● Problem requirements
Turn every line of the items below into a Markdown table with the columns Row and Line, numbering the rows in order. Leave out blank lines.

* BEGIN Input for this task *

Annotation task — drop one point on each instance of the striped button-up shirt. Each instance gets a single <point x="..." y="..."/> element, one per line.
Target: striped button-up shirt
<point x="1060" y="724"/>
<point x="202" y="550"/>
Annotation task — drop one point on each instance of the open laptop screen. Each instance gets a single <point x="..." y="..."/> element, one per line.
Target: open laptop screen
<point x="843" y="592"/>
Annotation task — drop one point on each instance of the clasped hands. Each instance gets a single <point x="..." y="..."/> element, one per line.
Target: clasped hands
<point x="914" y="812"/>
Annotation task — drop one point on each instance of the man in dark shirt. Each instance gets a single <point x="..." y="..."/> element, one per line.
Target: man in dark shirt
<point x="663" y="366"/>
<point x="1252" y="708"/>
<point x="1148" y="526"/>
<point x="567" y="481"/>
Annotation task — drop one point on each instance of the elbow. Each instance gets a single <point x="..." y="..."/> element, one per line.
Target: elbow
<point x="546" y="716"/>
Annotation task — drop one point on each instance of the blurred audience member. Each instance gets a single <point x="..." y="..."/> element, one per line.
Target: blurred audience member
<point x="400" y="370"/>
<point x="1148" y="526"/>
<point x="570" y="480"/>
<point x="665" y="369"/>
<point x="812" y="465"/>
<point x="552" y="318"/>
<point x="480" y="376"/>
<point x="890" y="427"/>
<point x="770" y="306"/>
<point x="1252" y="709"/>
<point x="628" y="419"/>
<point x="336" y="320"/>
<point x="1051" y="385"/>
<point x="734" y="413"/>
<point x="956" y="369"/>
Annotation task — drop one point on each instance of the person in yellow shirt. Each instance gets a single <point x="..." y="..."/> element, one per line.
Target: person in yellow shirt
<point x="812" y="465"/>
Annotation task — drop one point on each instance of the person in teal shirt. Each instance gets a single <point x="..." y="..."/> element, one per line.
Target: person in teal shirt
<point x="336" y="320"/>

* END Input for this task *

● Output for this exercise
| Row | Line |
|---|---|
| 1 | Annotation task — drop one point on each instance of the striped button-up shirt. Each instance gets a single <point x="..." y="..."/> element, one per line. |
| 2 | Target: striped button-up shirt |
| 3 | <point x="1060" y="724"/> |
| 4 | <point x="202" y="550"/> |
| 5 | Annotation task — drop one point on each instance of the open laptop screen. Each instance gets a single <point x="..." y="..."/> element, one per line. |
| 6 | Target: open laptop screen |
| 7 | <point x="843" y="592"/> |
| 8 | Annotation task — drop one point on each instance of the clasped hands. Each instance gets a single <point x="..." y="..."/> element, one per line. |
| 9 | Target: clasped hands |
| 10 | <point x="914" y="812"/> |
| 11 | Annotation task — drop one point on each instance of the man in dark shirt. Each instance gets a single <point x="..." y="..."/> element, one per line. |
| 12 | Target: man in dark shirt |
| 13 | <point x="663" y="366"/> |
| 14 | <point x="1252" y="708"/> |
| 15 | <point x="1148" y="526"/> |
| 16 | <point x="567" y="481"/> |
| 17 | Annotation task — drop one point on each instance of the elbow. Each instance gets a single <point x="..." y="..."/> element, one per line. |
| 18 | Target: elbow |
| 19 | <point x="546" y="716"/> |
| 20 | Annotation task — drop one point on each instance of the blurred audience member. Each instance gets a single <point x="..." y="..."/> element, one per line. |
| 21 | Target: blurred audience member |
| 22 | <point x="400" y="370"/> |
| 23 | <point x="1148" y="526"/> |
| 24 | <point x="570" y="480"/> |
| 25 | <point x="665" y="369"/> |
| 26 | <point x="812" y="465"/> |
| 27 | <point x="552" y="318"/> |
| 28 | <point x="480" y="376"/> |
| 29 | <point x="890" y="427"/> |
| 30 | <point x="770" y="306"/> |
| 31 | <point x="1252" y="709"/> |
| 32 | <point x="628" y="419"/> |
| 33 | <point x="336" y="320"/> |
| 34 | <point x="1051" y="385"/> |
| 35 | <point x="734" y="413"/> |
| 36 | <point x="956" y="369"/> |
| 37 | Annotation task — drop one point on each instance of the person in yellow shirt. Each instance gets a single <point x="..." y="..."/> element, one per line. |
| 38 | Target: person in yellow shirt |
| 39 | <point x="812" y="465"/> |
| 40 | Annotation task — drop one point on each instance of the person in teal shirt. Each instance gets a single <point x="..." y="..."/> element, one per line. |
| 41 | Target: person in teal shirt |
| 42 | <point x="336" y="320"/> |